* Start PASSAGE SHOWN *

This version of main() is UNIX-Specific, which means it will not work on Windows. However, if you are developing an application for Linux or alike, you may also add a third argument (envp) to get environment variables without calling to getenv():

#include <stdio.h>

int main(int argc, char *argv[], char *envp[]) {
    while (*envp != NULL) {
        printf("%s\n", *envp);
        envp++;
    }
    return 0;
}

At the end of envp there will always be NULL to mark the end, because envp does not come with a static pre-defined length.

Data Types

C provides a vast array of data types, type modifiers, and extensions to manage memory effectively (the main concept in C) and perform operations on various types of data.

Primitive Data Types

Primitive data types are the basic building blocks provided by the C language by default, however they have the downside of not being static and can fluctuate in size.

Type Size (bytes) Range
int 2 or 4 -32,768 to 32,767 (short), or larger
float 4 ~3.4E-38 to ~3.4E+38
double 8 ~1.7E-308 to ~1.7E+308
long double 10 or 16 ~3.4E-4932 to ~1.1E+4932
char 1 -128 to 127 (signed), 0 to 255 (unsigned)
void - Represents no value

For example:

int signed_int = 10;
float floating_point = 3.14;
double simple_double = 2.71; /* storage is larger than `float` */
long double extended_perc_double = 3.234786328468326482;
char c = 'h';
void *generic_pointer = NULL;

auto Type

The auto pseudotype automatically resolves the type of a given variable based on its value during compile time, however, it is not a generic and cannot change besides what's assigned at compile-time.

auto x = 1234; // same as: int x = 1234;

Custom Types

Custom types allow us to define more meaningful and reusable abstractions for data. They are typically created using typedef, struct, and/or enum, however unions are also very useful for this purpose.

typedef

typedef allows us to define our own custom type aliases.

typedef unsigned int my_uint;
my_uint age = 18;

Note that not using typedef means you will directly have to address the type (instead of MyAlias you will have to use the aliased type, struct MyAlias, or enum MyAlias)

struct

Structures allow us to pack multiple types into a single structured object.

typedef struct {
    long x, y;
} Point;
Point p = {1, 2};

enum

Enumerations allow us to have multiple preset values to a type.

* End PASSAGE SHOWN *
* Start EXCERPTED DATA *

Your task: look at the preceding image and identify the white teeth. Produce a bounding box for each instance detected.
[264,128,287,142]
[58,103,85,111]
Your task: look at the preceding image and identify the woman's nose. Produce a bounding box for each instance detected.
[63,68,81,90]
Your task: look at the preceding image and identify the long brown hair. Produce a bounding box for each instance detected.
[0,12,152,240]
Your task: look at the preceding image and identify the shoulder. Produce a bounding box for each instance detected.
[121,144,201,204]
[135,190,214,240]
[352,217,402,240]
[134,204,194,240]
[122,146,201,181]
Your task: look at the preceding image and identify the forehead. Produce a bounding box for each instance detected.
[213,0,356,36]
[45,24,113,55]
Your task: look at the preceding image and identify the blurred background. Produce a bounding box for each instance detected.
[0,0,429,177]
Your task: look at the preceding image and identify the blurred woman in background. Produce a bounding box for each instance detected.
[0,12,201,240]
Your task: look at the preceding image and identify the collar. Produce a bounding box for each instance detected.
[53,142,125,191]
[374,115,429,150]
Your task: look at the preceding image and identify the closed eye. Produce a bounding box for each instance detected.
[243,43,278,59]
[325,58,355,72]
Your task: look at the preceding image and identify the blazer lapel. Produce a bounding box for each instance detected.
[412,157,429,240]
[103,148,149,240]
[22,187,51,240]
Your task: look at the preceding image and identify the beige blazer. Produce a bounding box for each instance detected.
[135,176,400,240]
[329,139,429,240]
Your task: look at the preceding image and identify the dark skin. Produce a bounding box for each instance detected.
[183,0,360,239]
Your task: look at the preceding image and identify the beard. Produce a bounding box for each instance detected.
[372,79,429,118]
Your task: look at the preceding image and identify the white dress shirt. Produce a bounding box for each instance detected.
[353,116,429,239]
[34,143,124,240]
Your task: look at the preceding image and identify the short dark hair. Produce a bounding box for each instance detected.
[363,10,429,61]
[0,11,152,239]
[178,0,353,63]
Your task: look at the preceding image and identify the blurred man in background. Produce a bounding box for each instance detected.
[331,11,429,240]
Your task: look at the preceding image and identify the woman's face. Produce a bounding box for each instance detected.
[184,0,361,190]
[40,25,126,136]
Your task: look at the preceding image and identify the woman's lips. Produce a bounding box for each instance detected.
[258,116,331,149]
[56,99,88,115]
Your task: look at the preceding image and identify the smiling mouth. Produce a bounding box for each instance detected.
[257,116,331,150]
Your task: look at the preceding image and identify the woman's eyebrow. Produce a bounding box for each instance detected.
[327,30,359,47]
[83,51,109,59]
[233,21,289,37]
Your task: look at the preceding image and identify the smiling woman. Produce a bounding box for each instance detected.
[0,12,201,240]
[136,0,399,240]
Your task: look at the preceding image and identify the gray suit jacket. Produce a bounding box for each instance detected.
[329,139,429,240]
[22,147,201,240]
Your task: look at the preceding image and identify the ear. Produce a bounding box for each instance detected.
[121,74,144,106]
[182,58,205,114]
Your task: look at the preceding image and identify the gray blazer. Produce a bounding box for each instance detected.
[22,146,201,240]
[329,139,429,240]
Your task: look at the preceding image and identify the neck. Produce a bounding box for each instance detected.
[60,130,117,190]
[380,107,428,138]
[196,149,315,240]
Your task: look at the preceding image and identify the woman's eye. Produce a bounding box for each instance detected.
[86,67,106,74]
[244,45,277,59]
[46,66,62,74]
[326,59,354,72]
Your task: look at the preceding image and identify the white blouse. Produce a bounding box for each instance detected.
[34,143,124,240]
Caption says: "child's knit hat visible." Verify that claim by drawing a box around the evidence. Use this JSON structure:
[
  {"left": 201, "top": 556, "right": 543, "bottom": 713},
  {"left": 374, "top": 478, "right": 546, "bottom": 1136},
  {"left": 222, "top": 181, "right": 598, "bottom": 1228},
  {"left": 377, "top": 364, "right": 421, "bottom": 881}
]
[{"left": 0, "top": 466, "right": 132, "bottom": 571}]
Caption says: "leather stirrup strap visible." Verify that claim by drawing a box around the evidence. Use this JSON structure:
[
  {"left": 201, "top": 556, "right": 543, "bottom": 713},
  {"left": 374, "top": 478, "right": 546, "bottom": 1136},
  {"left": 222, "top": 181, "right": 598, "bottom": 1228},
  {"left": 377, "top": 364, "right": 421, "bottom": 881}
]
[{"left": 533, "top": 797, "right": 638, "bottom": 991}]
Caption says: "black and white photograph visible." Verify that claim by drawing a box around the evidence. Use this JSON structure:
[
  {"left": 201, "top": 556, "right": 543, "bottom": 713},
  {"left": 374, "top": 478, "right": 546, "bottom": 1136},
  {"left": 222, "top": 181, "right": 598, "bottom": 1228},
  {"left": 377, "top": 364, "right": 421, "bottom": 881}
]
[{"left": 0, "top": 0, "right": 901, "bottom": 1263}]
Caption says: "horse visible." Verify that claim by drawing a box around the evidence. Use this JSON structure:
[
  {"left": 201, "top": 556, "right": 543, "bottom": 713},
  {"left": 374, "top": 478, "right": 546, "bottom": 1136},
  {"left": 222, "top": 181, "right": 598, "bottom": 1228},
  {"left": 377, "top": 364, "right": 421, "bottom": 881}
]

* End EXCERPTED DATA *

EXERCISE TASK 1
In the C programming passage, what value always appears at the end of envp?
EXERCISE TASK 2
Print, word for word, the part of the C programming passage between "C provides a" and "fluctuate in size.", inclusive.

CORRECT ANSWER 1
NULL

CORRECT ANSWER 2
C provides a vast array of data types, type modifiers, and extensions to manage memory effectively (the main concept in C) and perform operations on various types of data.

Primitive Data Types

Primitive data types are the basic building blocks provided by the C language by default, however they have the downside of not being static and can fluctuate in size.